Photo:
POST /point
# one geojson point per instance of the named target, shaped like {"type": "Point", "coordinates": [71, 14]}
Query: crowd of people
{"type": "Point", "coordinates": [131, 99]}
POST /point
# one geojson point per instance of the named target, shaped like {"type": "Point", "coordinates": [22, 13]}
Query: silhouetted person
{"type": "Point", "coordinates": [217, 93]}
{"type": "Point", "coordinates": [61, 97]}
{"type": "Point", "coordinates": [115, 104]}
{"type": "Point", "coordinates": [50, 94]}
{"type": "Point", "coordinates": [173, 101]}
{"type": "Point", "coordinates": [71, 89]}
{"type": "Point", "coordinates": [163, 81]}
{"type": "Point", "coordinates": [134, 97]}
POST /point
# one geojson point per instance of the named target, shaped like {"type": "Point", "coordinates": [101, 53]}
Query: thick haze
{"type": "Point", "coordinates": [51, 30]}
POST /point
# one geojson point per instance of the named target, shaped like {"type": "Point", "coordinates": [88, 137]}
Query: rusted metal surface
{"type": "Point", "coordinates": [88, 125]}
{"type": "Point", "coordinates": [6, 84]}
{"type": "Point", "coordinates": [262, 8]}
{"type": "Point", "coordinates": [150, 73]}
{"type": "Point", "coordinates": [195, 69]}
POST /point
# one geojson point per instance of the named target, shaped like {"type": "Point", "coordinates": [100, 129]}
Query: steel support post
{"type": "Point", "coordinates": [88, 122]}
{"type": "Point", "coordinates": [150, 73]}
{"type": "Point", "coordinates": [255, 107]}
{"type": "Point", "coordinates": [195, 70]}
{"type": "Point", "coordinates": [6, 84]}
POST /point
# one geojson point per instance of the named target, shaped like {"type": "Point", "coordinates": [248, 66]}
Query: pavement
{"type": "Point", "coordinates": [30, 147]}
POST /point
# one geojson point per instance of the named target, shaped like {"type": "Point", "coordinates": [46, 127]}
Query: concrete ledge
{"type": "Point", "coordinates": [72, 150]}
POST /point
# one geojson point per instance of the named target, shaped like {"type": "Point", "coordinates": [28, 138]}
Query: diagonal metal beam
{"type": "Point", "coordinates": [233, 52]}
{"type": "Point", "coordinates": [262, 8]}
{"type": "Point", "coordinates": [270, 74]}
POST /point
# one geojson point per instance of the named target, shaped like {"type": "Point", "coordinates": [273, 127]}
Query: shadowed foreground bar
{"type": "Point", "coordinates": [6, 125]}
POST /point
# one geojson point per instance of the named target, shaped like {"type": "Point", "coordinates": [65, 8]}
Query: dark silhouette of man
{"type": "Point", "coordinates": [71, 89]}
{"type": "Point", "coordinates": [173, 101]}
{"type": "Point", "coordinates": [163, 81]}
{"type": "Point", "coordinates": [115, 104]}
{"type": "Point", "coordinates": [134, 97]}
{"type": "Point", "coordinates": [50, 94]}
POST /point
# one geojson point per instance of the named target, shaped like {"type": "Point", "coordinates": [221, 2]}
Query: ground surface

◇ ◇ ◇ ◇ ◇

▶ [Goal of the exercise]
The word "instance" may turn up on some lines of these records; say how many, with no other words.

▶ [Result of this task]
11